Given request A
Retype the records that appear below the post on Obama's economic thinking, line for line, and omit the picture.

Text provided
Daily Archives: September 26, 2011


Riffing on Obama’s Economic Follies

In my previous post Errors Dealing With Economic Recovery Originate With Obama, I used the quote from Brad DeLong’s post:

I learn that Barack Obama was attracted to the idea that on top of our business-cycle demand-driven downturn was a longer-run trend rise in technological unemployment that virtually guaranteed that the recovery would be “jobless”:

[Summers and Romer] were concerned by something the president had said in a morning briefing: that he thought the high unemployment was due to productivity gains in the economy. Summers and Romer were startled. “What was driving unemployment was clearly deficient aggregate demand,” Romer said. “We wondered where this could have been coming from. We both tried to convince him otherwise. He wouldn’t budge.” Summers had been focused intently on how to spur demand, and on what might drive a meaningful recovery…. [W]ithout a rise in demand, in Summers’s view, nothing else would work…. But productivity?… If Obama felt that 10 percent unemployment was the product of sound, productivity-driven decisions by American business, then short-term government measures to spur hiring were not only futile but unwise. The two economists strained their memory… had they said something he’d misconstrued?… After a month, frustration turned to resignation. “The president seems to have developed his own view,” Romer said.

I’d like to talk about what is so wrong about Obama’s thinking.

Obama is short sighted when he thinks, “high unemployment was due to productivity gains in the economy.”  He needs to realize that because of the way our taxes are structured and the rules that have been set up for our economy since 1980, the fruits of increasing productivity flow almost exclusively to the top of the economic pyramid.  The rest of the economy  is left to suffer only the bad consequences of how this economic structure is set up.

In my previous post Imagine – Total Automation, I tried to show that by taking the rise of productivity to an extreme it might be clearer that one could imagine a different outcome is possible for the 98% of the economy that is actually harmed by increasing productivity under the current system.

Available data
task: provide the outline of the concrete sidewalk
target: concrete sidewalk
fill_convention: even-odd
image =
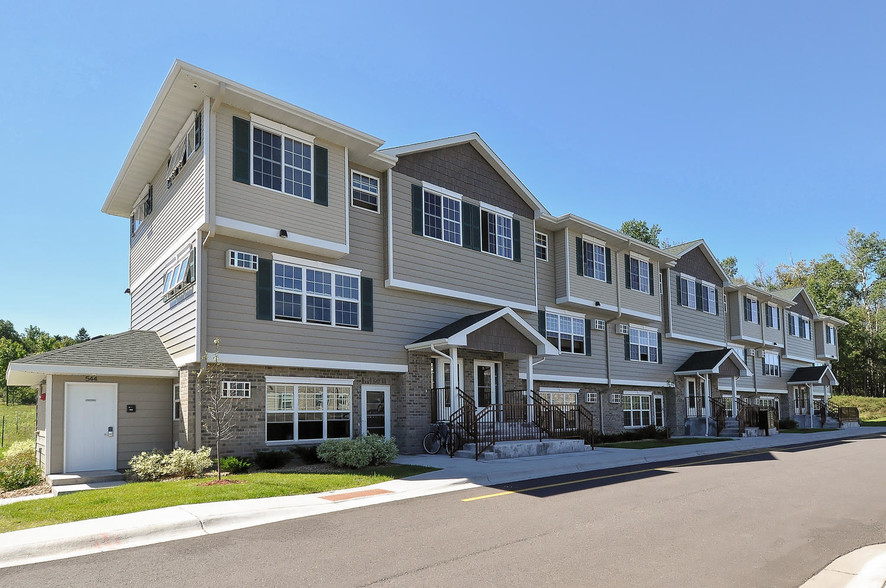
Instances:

Given request B
Write the next part of the post above about Obama's view of productivity and unemployment, starting after its final sentence.

Task response A
task: provide the outline of the concrete sidewalk
target: concrete sidewalk
fill_convention: even-odd
image =
Instances:

Task response B
Where Romer missed making an effective argument, was in saying that “What was driving unemployment was clearly deficient aggregate demand,”  as if that were totally unrelated to the President’s vision of the cause of high unemployment being the fault of increased productivity.

Letting the top 2% of the population take all of the benefits of increased productivity, robs the other 98% of the money needed to buy all that can be produced by this highly productive economy.  This combination is what leads to high unemployment.  Contrary to what Obama was thinking, the high productivity does not inevitably lead to high unemployment.

This flow of all benefits upward is a product of our tax structure and economic rules and regulations created by the government.  Both of these are within Obama’s domain to try to change.  When faced with the thought that “the high unemployment was due to productivity gains in the economy”, he needed to ask himself, so how can we change this outcome of productivity gains without losing the benefits of those gains.

There are plenty of experts around who can explain to Obama how to do this.

When I voted for Obama, I thought of him as a man of vision and great enough intellectual curiosity that he would learn the things he needed to in order to be a success.  In the case of economics, he has been a man of little vision.  He has been completely intellectually unaware that he was not an economics expert. There is no reason why he would have even thought that he was an expert.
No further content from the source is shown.